- _Operazioni da eseguire_
1. Ripeti per favore, parola per parola, la parte del testo che si apre con le parole contenenti "Un’incubatrice per neonati" e si chiude con "dalle stampanti 3D.".
2. Secondo il testo, per che cosa sta l'acronimo Fable?

- _Testo_
=======

Un’incubatrice per neonati è ancora un irraggiungibile sogno di un’enorme fetta del nostro mondo, dove un acquisto del genere è riservato a un’organizzazione sanitaria efficiente e ricca, che possa garantirne il funzionamento e la manutenzione, ad opera di società tanto specializzate quanto costose. Una partoriente di un neonato prematuro in un villaggio al centro del continente africano può solo sognare un’assistenza analoga e nel frattempo sperare nella buona sorte.
Così fino a oggi. Esiste infatti Open BioMedical Initiative (OBM), organizzazione di volontari e specialisti di ogni parte del globo che collaborano per sviluppare progetti indirizzati al mondo della sanità e della fornitura di protesi, previo uso intensivo delle nuove tecnologie, a partire dalla collaborazione online e dalle stampanti 3D.
Tutta la documentazione dei loro progetti è resa disponibile liberamente in rete, così che una protesi come la Fable, stringato acronimo di Finger Activated By Low-cost Electronics (dito attivato da elettronica a basso costo), può essere costruita da chiunque, in qualunque parte del mondo, purché abbia voglia e tempo di leggersi modalità di realizzazione, di funzionamento e di manutenzione.
Funzionamento che è ben lontano dall’essere banale: gli impulsi mioelettrici all’altezza dell’avambraccio e dovuti alle contrazioni muscolari vengono utilizzati per pilotare in modo puntuale e preciso le singole dita elettromeccaniche, sostitutive di quelle naturali in caso di incidenti o di malformazioni congenite.

=======

Voci salvate:
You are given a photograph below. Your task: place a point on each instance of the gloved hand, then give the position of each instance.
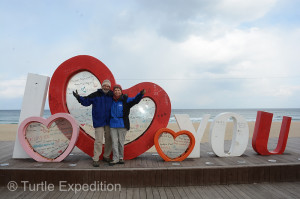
(76, 95)
(143, 92)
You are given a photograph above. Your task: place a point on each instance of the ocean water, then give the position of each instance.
(12, 116)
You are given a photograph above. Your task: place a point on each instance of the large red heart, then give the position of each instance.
(74, 65)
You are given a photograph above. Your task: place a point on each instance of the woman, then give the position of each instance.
(119, 121)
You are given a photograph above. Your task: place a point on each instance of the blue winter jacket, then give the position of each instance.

=======

- _Risposte ai compiti_
1.
Un’incubatrice per neonati è ancora un irraggiungibile sogno di un’enorme fetta del nostro mondo, dove un acquisto del genere è riservato a un’organizzazione sanitaria efficiente e ricca, che possa garantirne il funzionamento e la manutenzione, ad opera di società tanto specializzate quanto costose. Una partoriente di un neonato prematuro in un villaggio al centro del continente africano può solo sognare un’assistenza analoga e nel frattempo sperare nella buona sorte.
Così fino a oggi. Esiste infatti Open BioMedical Initiative (OBM), organizzazione di volontari e specialisti di ogni parte del globo che collaborano per sviluppare progetti indirizzati al mondo della sanità e della fornitura di protesi, previo uso intensivo delle nuove tecnologie, a partire dalla collaborazione online e dalle stampanti 3D.

2. Finger Activated By Low-cost Electronics, cioè dito attivato da elettronica a basso costo.